• [What to produce]: Change every "blazer" to "jacket" in the lines from the line with "Every instance of the grey" up to and including the line with "(1180, 910)", and write out only those lines with nothing else altered.

• [Dataset content]:
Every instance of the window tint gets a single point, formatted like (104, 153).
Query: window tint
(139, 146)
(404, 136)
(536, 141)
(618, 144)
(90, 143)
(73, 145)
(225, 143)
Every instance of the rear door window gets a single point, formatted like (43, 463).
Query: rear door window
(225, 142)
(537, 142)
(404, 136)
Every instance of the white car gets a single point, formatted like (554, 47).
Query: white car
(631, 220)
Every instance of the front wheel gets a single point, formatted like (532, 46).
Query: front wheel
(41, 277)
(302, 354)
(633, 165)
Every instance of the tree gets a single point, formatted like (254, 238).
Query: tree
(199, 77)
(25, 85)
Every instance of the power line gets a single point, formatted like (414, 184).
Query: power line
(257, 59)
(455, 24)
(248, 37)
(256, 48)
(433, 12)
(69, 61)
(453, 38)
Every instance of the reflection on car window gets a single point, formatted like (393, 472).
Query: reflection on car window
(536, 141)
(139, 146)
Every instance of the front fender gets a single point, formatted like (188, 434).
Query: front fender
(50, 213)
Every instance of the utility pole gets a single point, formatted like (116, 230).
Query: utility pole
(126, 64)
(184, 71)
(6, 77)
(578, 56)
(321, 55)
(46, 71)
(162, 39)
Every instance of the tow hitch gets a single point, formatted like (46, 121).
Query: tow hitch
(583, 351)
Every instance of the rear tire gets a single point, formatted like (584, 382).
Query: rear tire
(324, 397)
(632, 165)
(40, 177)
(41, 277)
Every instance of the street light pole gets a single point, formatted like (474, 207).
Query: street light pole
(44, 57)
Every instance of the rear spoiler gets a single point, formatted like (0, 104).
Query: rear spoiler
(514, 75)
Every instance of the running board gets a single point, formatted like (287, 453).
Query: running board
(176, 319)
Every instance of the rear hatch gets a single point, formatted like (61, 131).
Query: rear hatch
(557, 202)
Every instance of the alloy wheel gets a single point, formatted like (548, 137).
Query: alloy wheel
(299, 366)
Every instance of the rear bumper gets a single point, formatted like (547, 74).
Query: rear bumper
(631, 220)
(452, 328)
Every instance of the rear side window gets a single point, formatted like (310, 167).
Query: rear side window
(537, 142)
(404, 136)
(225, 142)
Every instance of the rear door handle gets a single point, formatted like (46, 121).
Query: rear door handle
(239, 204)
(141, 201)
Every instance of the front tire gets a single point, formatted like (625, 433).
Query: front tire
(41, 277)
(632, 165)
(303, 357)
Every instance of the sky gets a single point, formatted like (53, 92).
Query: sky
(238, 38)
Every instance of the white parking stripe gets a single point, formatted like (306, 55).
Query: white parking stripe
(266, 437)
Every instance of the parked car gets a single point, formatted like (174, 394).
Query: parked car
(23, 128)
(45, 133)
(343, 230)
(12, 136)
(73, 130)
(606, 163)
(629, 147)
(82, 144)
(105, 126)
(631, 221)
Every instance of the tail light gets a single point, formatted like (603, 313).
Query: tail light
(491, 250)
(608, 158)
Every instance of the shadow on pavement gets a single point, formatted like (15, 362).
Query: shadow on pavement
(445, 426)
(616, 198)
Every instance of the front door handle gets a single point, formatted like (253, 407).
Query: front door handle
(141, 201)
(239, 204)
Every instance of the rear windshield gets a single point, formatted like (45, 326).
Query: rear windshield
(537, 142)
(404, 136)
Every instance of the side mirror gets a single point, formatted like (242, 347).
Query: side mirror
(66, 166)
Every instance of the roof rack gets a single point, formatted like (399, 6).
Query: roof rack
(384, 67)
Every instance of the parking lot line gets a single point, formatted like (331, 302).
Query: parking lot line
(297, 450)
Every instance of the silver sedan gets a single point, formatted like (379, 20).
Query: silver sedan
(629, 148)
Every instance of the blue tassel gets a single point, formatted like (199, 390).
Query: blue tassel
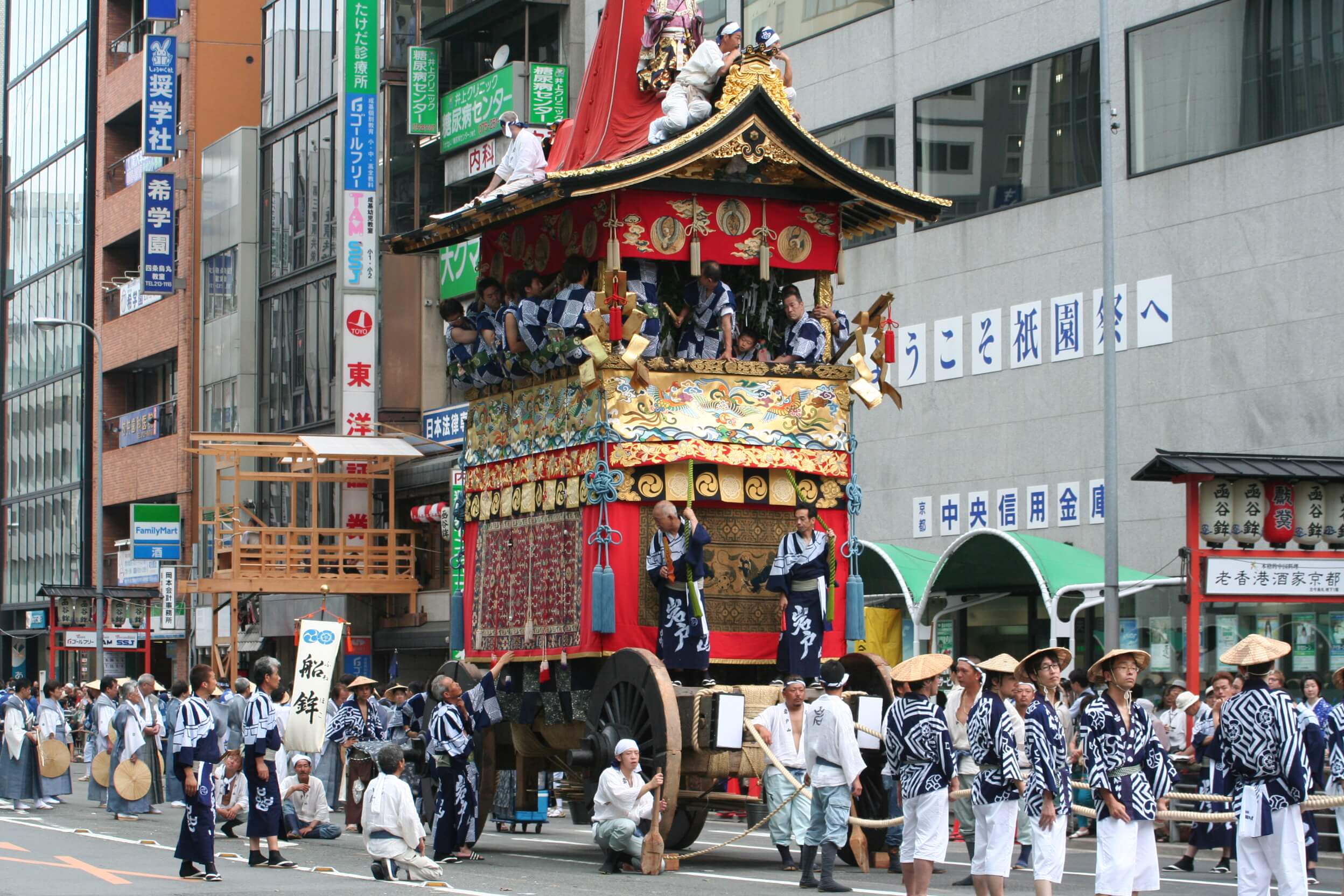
(457, 622)
(854, 622)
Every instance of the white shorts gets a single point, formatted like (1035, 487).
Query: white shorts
(1126, 857)
(926, 828)
(995, 827)
(1047, 849)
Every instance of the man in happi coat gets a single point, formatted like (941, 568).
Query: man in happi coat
(100, 726)
(801, 573)
(1128, 772)
(195, 750)
(919, 748)
(456, 718)
(52, 726)
(713, 312)
(675, 565)
(999, 786)
(19, 778)
(1268, 773)
(834, 762)
(1050, 796)
(261, 740)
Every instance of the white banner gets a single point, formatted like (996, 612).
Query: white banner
(319, 642)
(1276, 578)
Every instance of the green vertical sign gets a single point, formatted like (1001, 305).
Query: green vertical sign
(548, 93)
(457, 269)
(361, 46)
(424, 92)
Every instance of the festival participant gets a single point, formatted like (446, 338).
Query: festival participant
(393, 831)
(831, 755)
(673, 30)
(621, 801)
(195, 753)
(919, 748)
(675, 563)
(687, 102)
(100, 726)
(456, 719)
(1049, 794)
(19, 778)
(1128, 772)
(261, 740)
(1268, 773)
(52, 726)
(1000, 782)
(801, 574)
(713, 311)
(803, 340)
(781, 730)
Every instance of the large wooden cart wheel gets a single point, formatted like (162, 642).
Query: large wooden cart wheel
(870, 674)
(633, 698)
(484, 750)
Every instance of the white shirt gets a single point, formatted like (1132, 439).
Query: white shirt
(524, 160)
(620, 799)
(702, 69)
(776, 720)
(310, 807)
(828, 734)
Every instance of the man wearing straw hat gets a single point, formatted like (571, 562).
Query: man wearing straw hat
(999, 786)
(919, 750)
(1049, 793)
(1128, 772)
(1268, 774)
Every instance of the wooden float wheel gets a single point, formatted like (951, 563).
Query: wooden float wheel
(633, 698)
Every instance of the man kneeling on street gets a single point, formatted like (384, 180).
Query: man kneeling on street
(305, 802)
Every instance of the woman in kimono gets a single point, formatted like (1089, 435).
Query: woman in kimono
(19, 758)
(52, 726)
(131, 747)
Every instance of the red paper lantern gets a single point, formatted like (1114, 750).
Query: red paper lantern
(1278, 514)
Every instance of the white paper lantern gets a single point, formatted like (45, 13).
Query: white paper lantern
(1215, 512)
(1334, 522)
(1308, 514)
(1248, 511)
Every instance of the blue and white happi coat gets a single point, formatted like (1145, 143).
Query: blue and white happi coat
(919, 746)
(993, 746)
(1049, 755)
(1128, 762)
(1262, 757)
(197, 746)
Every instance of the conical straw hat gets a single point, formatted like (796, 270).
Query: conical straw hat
(924, 667)
(1003, 663)
(1062, 656)
(1256, 649)
(1096, 675)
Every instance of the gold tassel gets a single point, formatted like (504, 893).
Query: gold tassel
(695, 238)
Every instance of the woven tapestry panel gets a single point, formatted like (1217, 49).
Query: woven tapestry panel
(740, 557)
(529, 570)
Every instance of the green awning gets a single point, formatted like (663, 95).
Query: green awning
(887, 569)
(988, 562)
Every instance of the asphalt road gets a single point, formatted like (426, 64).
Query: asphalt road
(79, 849)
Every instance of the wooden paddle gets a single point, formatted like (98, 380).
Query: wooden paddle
(858, 841)
(651, 857)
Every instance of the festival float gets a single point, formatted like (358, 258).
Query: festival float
(562, 471)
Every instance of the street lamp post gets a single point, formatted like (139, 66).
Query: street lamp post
(49, 324)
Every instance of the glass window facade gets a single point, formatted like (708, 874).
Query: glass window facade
(297, 354)
(799, 19)
(299, 58)
(1233, 75)
(299, 200)
(1017, 136)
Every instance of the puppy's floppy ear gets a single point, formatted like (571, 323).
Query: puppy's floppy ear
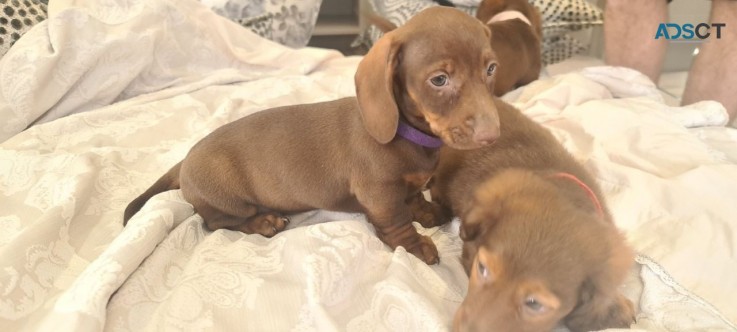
(375, 89)
(600, 305)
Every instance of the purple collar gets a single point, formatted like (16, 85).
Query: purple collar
(413, 135)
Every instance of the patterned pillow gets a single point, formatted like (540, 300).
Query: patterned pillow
(17, 17)
(288, 22)
(560, 17)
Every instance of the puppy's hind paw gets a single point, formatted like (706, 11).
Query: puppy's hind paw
(426, 251)
(268, 224)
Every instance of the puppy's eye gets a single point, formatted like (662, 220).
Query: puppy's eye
(482, 270)
(534, 305)
(491, 69)
(439, 80)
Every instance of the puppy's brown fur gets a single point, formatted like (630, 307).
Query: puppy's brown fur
(536, 248)
(517, 45)
(343, 155)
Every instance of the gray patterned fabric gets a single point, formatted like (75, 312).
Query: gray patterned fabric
(560, 17)
(288, 22)
(17, 17)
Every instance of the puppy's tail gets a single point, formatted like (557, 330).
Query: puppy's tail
(168, 181)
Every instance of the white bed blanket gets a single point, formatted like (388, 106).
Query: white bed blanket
(119, 90)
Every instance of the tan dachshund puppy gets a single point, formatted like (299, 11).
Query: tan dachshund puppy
(516, 37)
(414, 92)
(539, 246)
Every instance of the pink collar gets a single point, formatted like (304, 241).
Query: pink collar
(586, 188)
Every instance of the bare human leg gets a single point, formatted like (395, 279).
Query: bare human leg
(629, 35)
(713, 74)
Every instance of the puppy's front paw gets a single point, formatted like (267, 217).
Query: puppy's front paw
(428, 214)
(620, 314)
(426, 251)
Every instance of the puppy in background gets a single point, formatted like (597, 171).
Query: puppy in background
(540, 247)
(516, 38)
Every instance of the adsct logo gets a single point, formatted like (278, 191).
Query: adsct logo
(687, 32)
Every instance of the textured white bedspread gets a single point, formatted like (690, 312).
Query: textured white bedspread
(119, 90)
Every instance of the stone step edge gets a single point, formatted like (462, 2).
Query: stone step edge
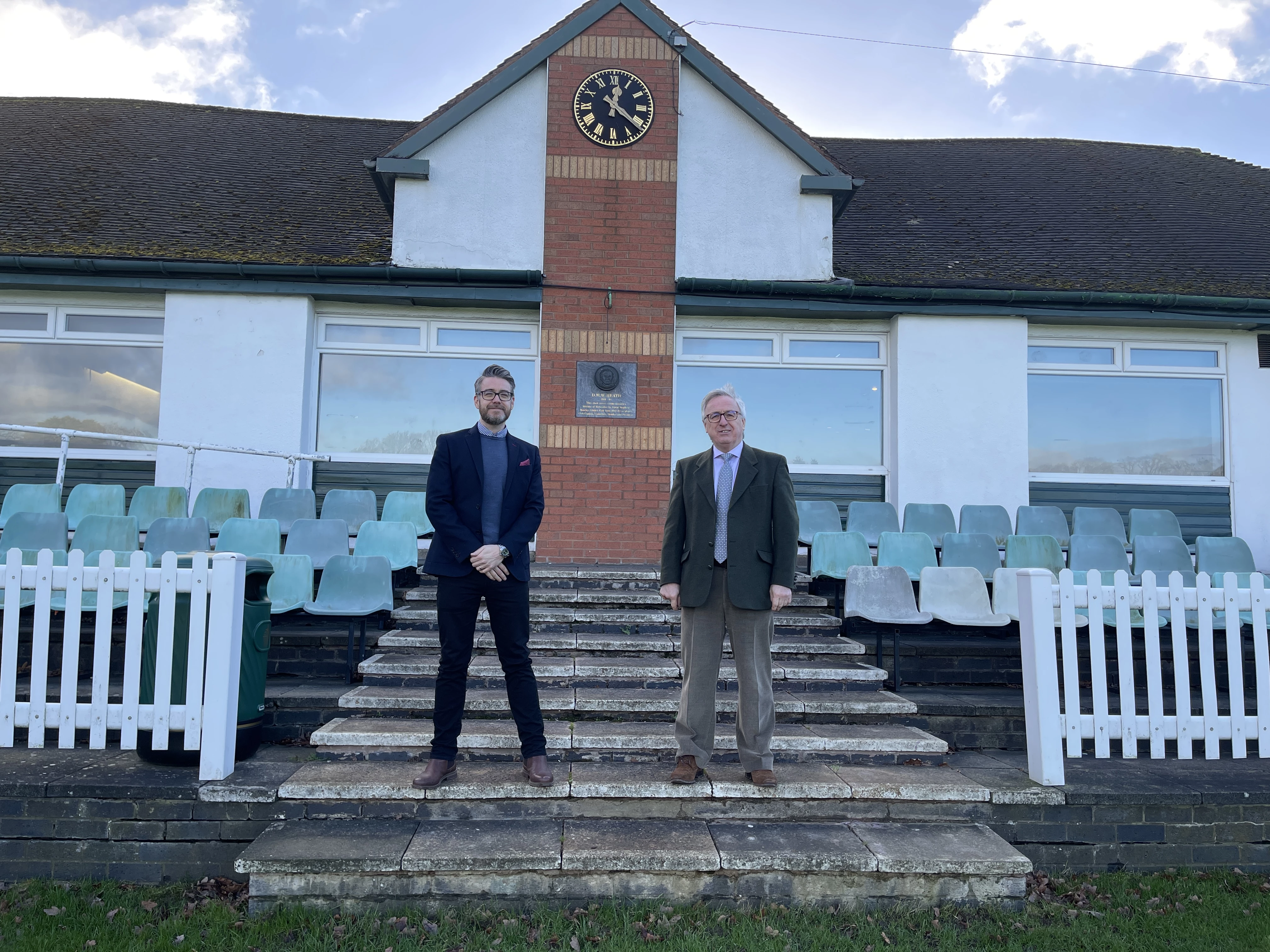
(296, 848)
(373, 697)
(397, 733)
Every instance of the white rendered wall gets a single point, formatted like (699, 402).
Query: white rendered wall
(959, 412)
(740, 212)
(1250, 445)
(486, 200)
(235, 372)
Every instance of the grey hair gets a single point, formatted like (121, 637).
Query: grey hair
(496, 371)
(726, 390)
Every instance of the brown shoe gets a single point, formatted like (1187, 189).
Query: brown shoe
(763, 779)
(436, 774)
(686, 770)
(538, 772)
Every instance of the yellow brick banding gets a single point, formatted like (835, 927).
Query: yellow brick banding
(582, 167)
(561, 437)
(562, 341)
(618, 49)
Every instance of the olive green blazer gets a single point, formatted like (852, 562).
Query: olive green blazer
(763, 530)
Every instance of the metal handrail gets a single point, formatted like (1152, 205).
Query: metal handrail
(191, 450)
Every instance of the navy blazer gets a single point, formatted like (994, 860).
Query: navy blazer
(455, 494)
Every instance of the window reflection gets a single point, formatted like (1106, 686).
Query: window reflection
(369, 404)
(1135, 426)
(815, 417)
(82, 388)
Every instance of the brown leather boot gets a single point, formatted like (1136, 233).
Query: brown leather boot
(436, 774)
(538, 772)
(763, 779)
(686, 770)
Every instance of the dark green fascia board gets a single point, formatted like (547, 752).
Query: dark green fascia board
(538, 55)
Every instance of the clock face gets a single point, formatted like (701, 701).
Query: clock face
(614, 108)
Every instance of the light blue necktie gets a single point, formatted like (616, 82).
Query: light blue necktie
(723, 496)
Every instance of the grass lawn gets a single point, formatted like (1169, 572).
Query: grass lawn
(1180, 910)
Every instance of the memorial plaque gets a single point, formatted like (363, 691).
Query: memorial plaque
(606, 390)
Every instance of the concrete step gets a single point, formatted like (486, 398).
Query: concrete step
(636, 598)
(628, 701)
(575, 739)
(623, 617)
(366, 864)
(649, 672)
(620, 642)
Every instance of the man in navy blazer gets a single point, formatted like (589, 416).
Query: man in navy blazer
(486, 503)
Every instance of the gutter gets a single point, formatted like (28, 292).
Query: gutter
(844, 296)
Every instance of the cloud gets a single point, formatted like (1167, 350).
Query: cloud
(182, 54)
(1194, 36)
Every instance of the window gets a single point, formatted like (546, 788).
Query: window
(813, 398)
(77, 375)
(384, 391)
(1160, 418)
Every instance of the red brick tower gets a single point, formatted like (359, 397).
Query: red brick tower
(610, 224)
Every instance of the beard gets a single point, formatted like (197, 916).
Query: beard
(495, 416)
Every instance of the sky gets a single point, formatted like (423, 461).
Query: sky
(401, 59)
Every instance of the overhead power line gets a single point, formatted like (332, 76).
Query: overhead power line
(978, 53)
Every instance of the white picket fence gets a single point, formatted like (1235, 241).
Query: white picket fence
(215, 584)
(1051, 723)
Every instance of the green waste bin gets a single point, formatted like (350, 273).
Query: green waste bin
(252, 671)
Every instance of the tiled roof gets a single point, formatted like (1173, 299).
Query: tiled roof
(1053, 214)
(120, 178)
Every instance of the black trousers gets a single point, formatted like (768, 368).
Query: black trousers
(508, 604)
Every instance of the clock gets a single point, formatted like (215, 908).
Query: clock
(614, 108)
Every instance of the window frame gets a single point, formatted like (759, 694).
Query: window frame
(780, 359)
(55, 334)
(1124, 367)
(428, 326)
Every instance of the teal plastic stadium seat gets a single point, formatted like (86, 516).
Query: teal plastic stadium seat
(977, 550)
(835, 552)
(322, 540)
(1154, 522)
(912, 551)
(872, 520)
(251, 537)
(817, 516)
(958, 596)
(1042, 521)
(1034, 552)
(1098, 521)
(402, 506)
(291, 584)
(1223, 554)
(115, 532)
(352, 506)
(150, 503)
(180, 536)
(218, 506)
(882, 594)
(286, 506)
(36, 531)
(1005, 597)
(931, 518)
(88, 499)
(31, 498)
(395, 541)
(352, 587)
(991, 520)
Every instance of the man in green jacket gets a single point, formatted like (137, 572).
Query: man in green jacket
(728, 563)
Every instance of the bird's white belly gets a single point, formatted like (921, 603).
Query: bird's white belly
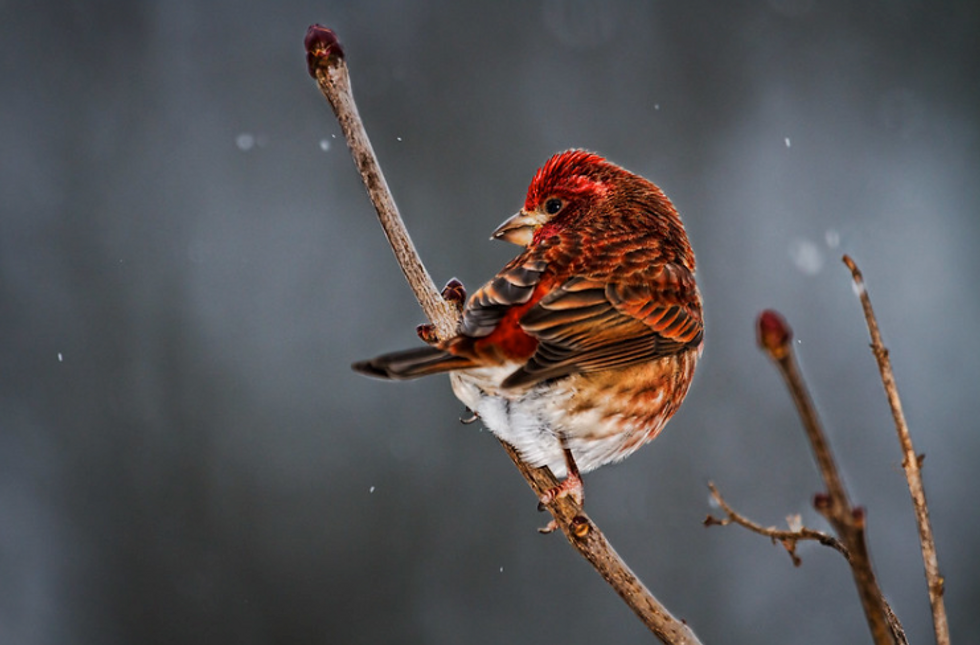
(535, 421)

• [Solution for this exercise]:
Every instance of the grey hair gets a single point, formatted like (121, 637).
Query: grey hair
(496, 371)
(726, 390)
Every instance of the brown shoe gets a single point, formatted like (1187, 189).
Query: brown shoe
(763, 779)
(436, 774)
(686, 770)
(538, 772)
Every instance of the yellow brick banding gets a single point, formatted like (835, 927).
Query: yellow brick banding
(582, 167)
(561, 437)
(562, 341)
(618, 49)
Every instance of the olive green jacket gets a single point, formatted like (852, 562).
Query: olive green jacket
(763, 530)
Every instance of the metal handrail gets a single point, formatted like (1152, 205).
Query: metal handrail
(191, 450)
Every instance of the navy jacket gets a single point, formatted like (994, 860).
Query: navy jacket
(455, 494)
Every instance of the window reflection gets a single point, formatted like (1106, 686).
Query: window reflection
(369, 404)
(1135, 426)
(815, 417)
(82, 388)
Every instance of the brown leather boot gets a single point, formatted like (1136, 233).
Query: brown leather boot
(436, 774)
(538, 772)
(763, 779)
(686, 770)
Every instance of the dark green fascia board gets a single point, formatted like (547, 752).
Query: dark green fascia board
(538, 55)
Every instance of the clock face gets a single point, formatted like (701, 701).
Query: clock face
(614, 108)
Every instance of the light blue necktie gets a single point, formatted like (616, 82).
Query: light blue necktie
(723, 496)
Every instance of the grass lawn gets a single point, formatted like (1169, 572).
Query: grass lawn
(1180, 910)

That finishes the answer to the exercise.